[SELECTION]:
═══

[misc] fix cross-node TP (#12166)

Signed-off-by: youkaichao <youkaichao@gmail.com>
2026-03-16 14:07:13 +08:00 · 2025-01-18 10:53:27 +08:00 · 2025-01-18 10:53:27 +08:00 · 2b83503227
commit 2b83503227
parent 7b98a65ae6
2 changed files with 36 additions and 24 deletions
--- a/vllm/executor/mp_distributed_executor.py
+++ b/vllm/executor/mp_distributed_executor.py
@ -1,4 +1,5 @@
 import asyncio
+import os
 from typing import Any, Callable, List, Optional, Union

 import cloudpickle
@ -10,8 +11,9 @@ from vllm.executor.multiproc_worker_utils import (
 from vllm.logger import init_logger
 from vllm.model_executor.layers.sampler import SamplerOutput
 from vllm.sequence import ExecuteModelRequest
-from vllm.utils import (_run_task_with_lock, get_distributed_init_method,
-                        get_ip, get_open_port, make_async, run_method)
+from vllm.utils import (_run_task_with_lock, cuda_device_count_stateless,
+                        get_distributed_init_method, get_ip, get_open_port,
+                        make_async, run_method, update_environment_variables)
 from vllm.worker.worker_base import WorkerWrapperBase

 logger = init_logger(__name__)
@ -22,7 +24,39 @@ class MultiprocessingDistributedExecutor(DistributedExecutorBase):

    uses_ray: bool = False

+    def _check_cuda(self) -> None:
+        """Check that the number of GPUs is sufficient for the parallel
+        configuration. Separate from _init_executor to reduce the number of
+        indented blocks.
+        """

═══

[AVAILABLE DATA]:
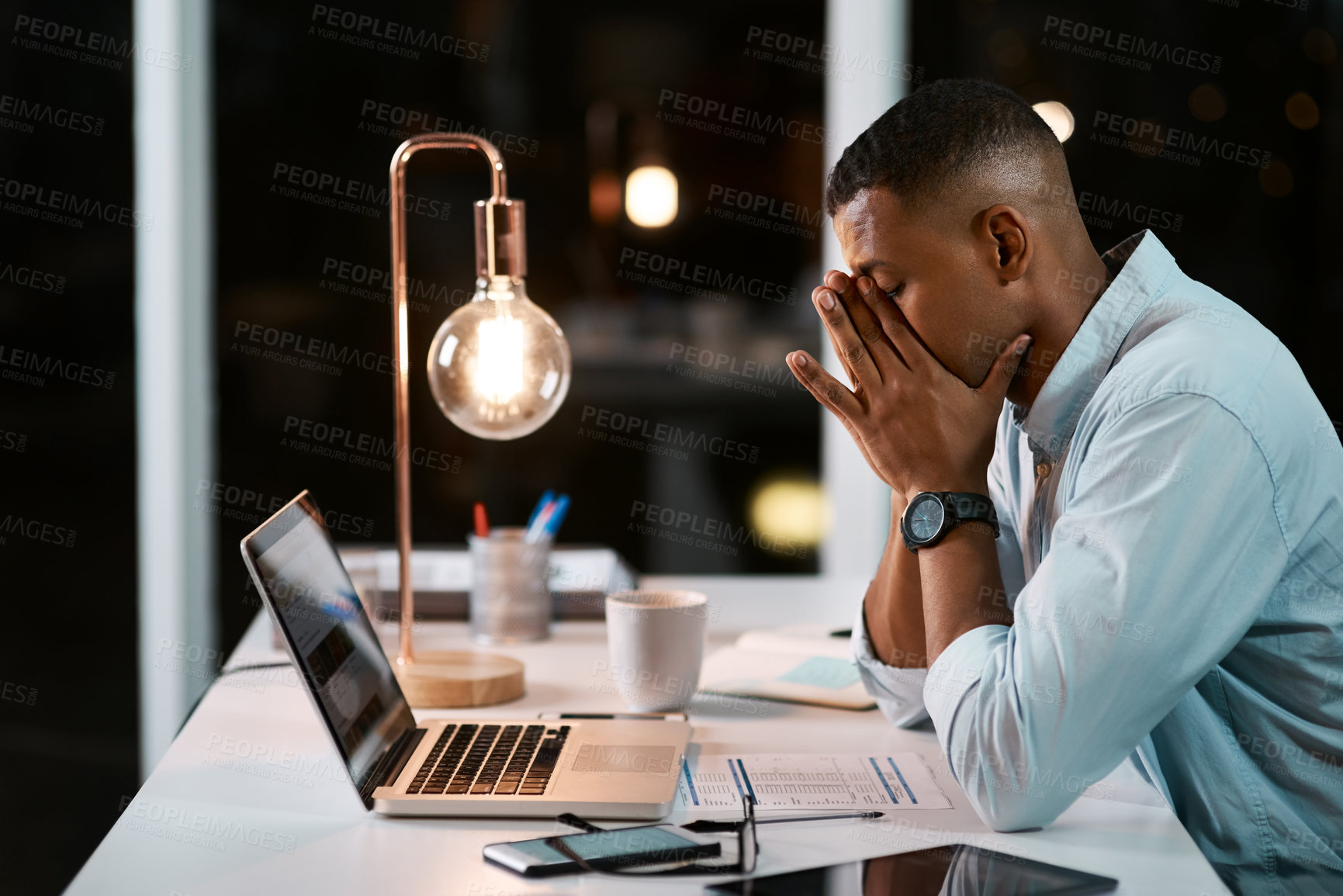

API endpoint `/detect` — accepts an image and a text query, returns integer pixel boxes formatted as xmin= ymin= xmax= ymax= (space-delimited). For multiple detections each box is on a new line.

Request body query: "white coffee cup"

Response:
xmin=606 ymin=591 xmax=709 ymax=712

═══

[PROBLEM STATEMENT]: In the commit diff, list every name imported from vllm.utils by the added import statement that starts with "+from vllm.utils import (".

[WRITTEN ANSWER]: _run_task_with_lock, cuda_device_count_stateless, get_distributed_init_method, get_ip, get_open_port, make_async, run_method, update_environment_variables